What you have to do: Pictures excluded, return every entry exactly, please.

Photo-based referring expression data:
[Start of Attachment]

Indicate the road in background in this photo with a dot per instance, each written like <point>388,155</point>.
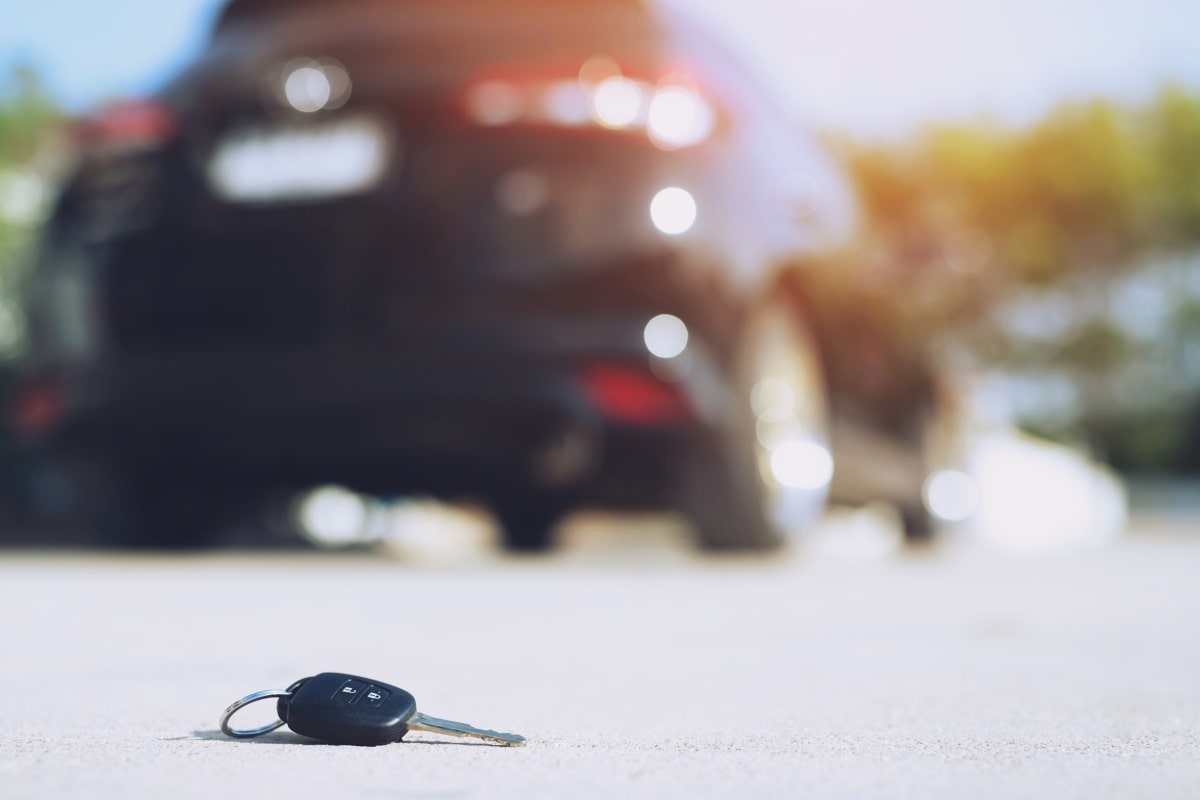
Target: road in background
<point>636,669</point>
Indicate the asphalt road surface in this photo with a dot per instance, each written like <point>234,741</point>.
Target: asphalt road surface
<point>635,669</point>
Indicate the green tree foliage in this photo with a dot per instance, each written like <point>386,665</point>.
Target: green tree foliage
<point>965,216</point>
<point>1093,186</point>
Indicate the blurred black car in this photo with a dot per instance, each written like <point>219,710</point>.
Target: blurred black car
<point>526,251</point>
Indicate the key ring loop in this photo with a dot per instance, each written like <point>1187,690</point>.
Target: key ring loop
<point>244,702</point>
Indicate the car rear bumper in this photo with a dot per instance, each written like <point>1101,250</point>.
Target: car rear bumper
<point>472,408</point>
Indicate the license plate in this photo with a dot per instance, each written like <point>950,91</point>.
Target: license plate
<point>271,164</point>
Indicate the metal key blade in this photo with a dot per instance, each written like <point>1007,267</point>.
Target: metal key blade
<point>448,728</point>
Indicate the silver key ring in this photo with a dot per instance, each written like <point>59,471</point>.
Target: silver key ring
<point>244,702</point>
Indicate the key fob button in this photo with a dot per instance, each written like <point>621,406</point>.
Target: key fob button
<point>351,691</point>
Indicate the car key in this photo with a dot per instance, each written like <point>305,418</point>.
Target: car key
<point>351,710</point>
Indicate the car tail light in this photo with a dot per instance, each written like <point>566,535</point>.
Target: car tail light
<point>624,394</point>
<point>126,125</point>
<point>37,408</point>
<point>669,109</point>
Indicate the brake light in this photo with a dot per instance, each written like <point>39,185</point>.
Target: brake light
<point>624,394</point>
<point>670,109</point>
<point>126,125</point>
<point>37,408</point>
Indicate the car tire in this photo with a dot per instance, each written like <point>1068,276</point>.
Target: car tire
<point>527,524</point>
<point>727,491</point>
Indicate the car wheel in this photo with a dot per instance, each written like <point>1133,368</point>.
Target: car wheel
<point>918,525</point>
<point>765,471</point>
<point>527,523</point>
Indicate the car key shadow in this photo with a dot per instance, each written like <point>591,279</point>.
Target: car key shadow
<point>288,738</point>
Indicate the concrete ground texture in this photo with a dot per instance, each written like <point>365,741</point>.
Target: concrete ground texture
<point>635,671</point>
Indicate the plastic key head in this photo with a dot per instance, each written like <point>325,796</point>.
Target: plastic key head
<point>345,709</point>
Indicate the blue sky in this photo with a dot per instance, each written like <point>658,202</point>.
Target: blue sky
<point>863,65</point>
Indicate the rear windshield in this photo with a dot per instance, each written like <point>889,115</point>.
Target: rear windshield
<point>239,11</point>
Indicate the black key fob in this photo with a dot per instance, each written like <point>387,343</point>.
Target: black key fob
<point>348,710</point>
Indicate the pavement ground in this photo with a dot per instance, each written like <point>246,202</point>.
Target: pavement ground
<point>635,668</point>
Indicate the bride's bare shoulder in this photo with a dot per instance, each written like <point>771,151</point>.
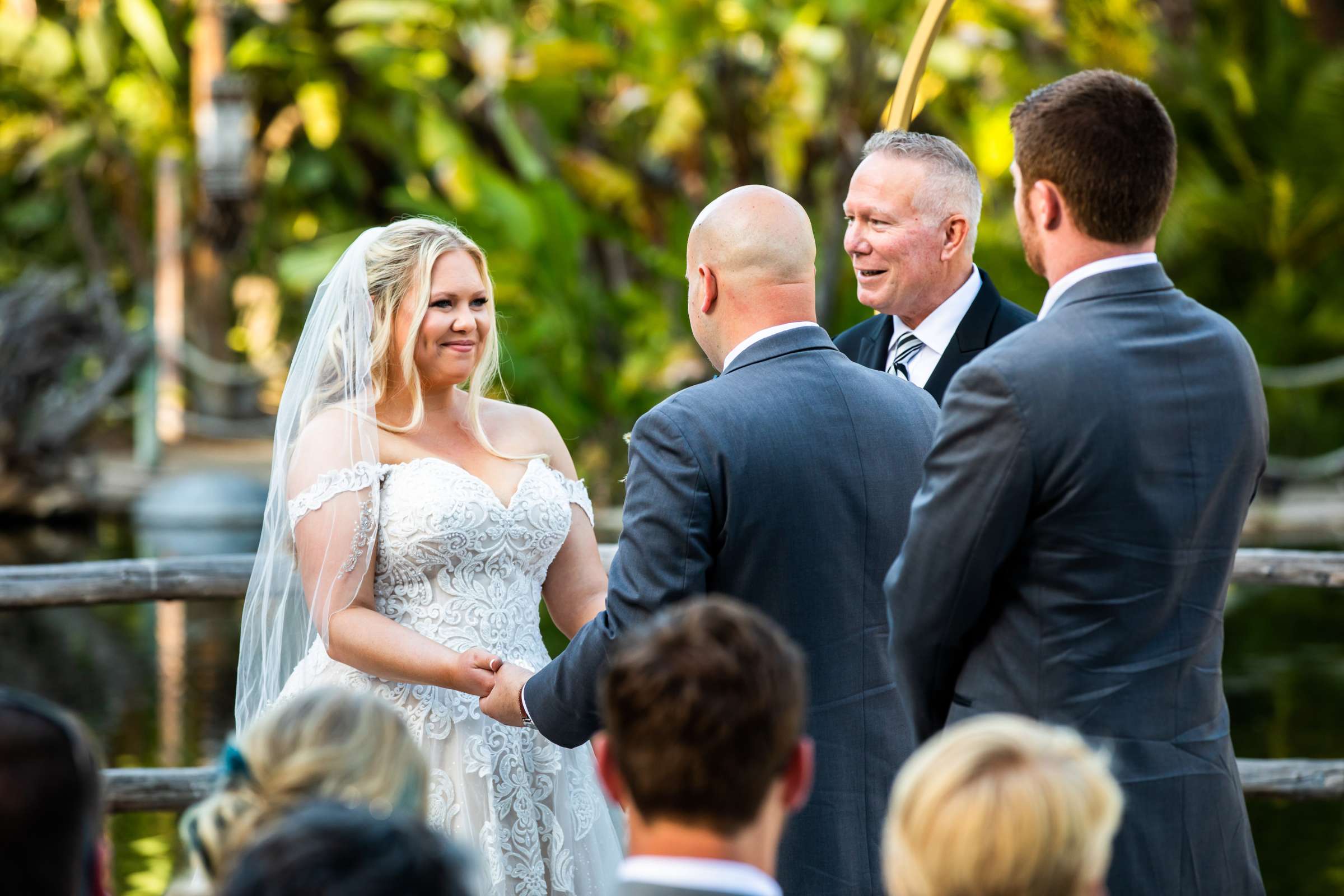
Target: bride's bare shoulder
<point>335,432</point>
<point>518,429</point>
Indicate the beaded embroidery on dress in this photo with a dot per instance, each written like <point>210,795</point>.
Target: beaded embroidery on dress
<point>465,570</point>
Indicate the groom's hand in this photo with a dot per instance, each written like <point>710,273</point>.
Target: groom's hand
<point>474,672</point>
<point>505,703</point>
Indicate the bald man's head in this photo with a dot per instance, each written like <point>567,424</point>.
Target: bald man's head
<point>750,264</point>
<point>754,234</point>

[End of Attachment]

Exercise result:
Indicate the road in background in this photo with a dot per instance, each written like <point>388,155</point>.
Target: road in background
<point>636,669</point>
Indicate the asphalt road surface in this photo with a dot per instance, each written like <point>234,741</point>.
Target: asphalt road surface
<point>635,669</point>
Indicate the green tree foliage in this photo with a dot per instance, each written like <point>386,665</point>.
Target: green tree foliage
<point>965,216</point>
<point>1093,186</point>
Indicate the blurred black car in this photo with a dot per instance, each written like <point>219,710</point>.
Target: blurred black car
<point>526,251</point>
Indicate the key ring loop in this photo with a dot per instance, each written like <point>1187,690</point>.
Target: key ring loop
<point>244,702</point>
Indicate the car rear bumper in this photo with a dot per instance, each written like <point>1101,250</point>.
Target: car rear bumper
<point>472,408</point>
Indicate the license plate in this photo with a dot per instance, each written like <point>950,91</point>.
Target: license plate
<point>271,164</point>
Indicate the metal key blade in this photo with a dot per instance, each written like <point>1007,267</point>.
Target: metal key blade
<point>448,728</point>
Indicate the silver key ring in this photo with a dot per instance, each written like <point>59,471</point>.
Target: silver key ring
<point>244,702</point>
Indicate the key fob button in this photo with a dot per instance, each written like <point>621,406</point>.
Target: key fob button
<point>351,691</point>
Indicate the car key in this photo with a dot per instance, each written like <point>305,418</point>.
Target: car key
<point>351,710</point>
Indicate the car tail light in this photo with a dot per instance, each written like <point>566,535</point>.
Target: car tail light
<point>624,394</point>
<point>126,125</point>
<point>37,408</point>
<point>669,109</point>
Indicate the brake light in this photo with a dot per instance, each written like <point>39,185</point>.
Target: brake light
<point>624,394</point>
<point>670,109</point>
<point>126,125</point>
<point>37,408</point>
Indicate the car tire in this photo with a dot per instance, each written like <point>1068,276</point>.
Target: car tire
<point>527,524</point>
<point>727,491</point>
Indicate the car wheel in this photo with a dot per instance, each written like <point>1133,368</point>.
Target: car wheel
<point>918,525</point>
<point>765,471</point>
<point>527,523</point>
Indicate the car key shadow in this photo with a dot per instance, each written like <point>591,279</point>.
Target: car key shadow
<point>288,738</point>
Indicate the concrete ground texture in this photo with a dot per instance, each written like <point>365,741</point>.
Target: concrete ground texture
<point>635,671</point>
Indicate the plastic key head in this photo with a dot per instance, each written like <point>325,796</point>.
Target: plastic key head
<point>345,709</point>
Indicate the blue sky in this photo with a dot per instance, each written like <point>658,202</point>.
Target: blue sky
<point>863,65</point>
Indicate the rear windshield in this photo with a dot per instance, each written like <point>889,115</point>.
Target: rear windshield
<point>239,11</point>
Indicate the black key fob in this photo with a dot per instance, each written like <point>387,343</point>.
Target: black key fob
<point>348,710</point>
Indicate the pavement ground in this photo with a dot per instance, each written like <point>246,202</point>.
Target: pavement ground
<point>635,668</point>
Indicate the bride's bare shoulder in this photo with a dot per instance, each written like <point>771,151</point>.
Target: bride's bare shoulder
<point>335,432</point>
<point>518,429</point>
Indicate the beaded embroidery on dress in this photo with a dot per instance, each written like <point>210,795</point>.
Target: beaded embroidery on dress
<point>465,570</point>
Indicate the groom's hand in this photo with a dot per instance, each written like <point>710,273</point>.
Target: groom's hand
<point>474,672</point>
<point>505,703</point>
Indicate the bald man's head in this photo with a dot per instance, each written like <point>567,424</point>.
Target: bald man's head
<point>750,264</point>
<point>754,234</point>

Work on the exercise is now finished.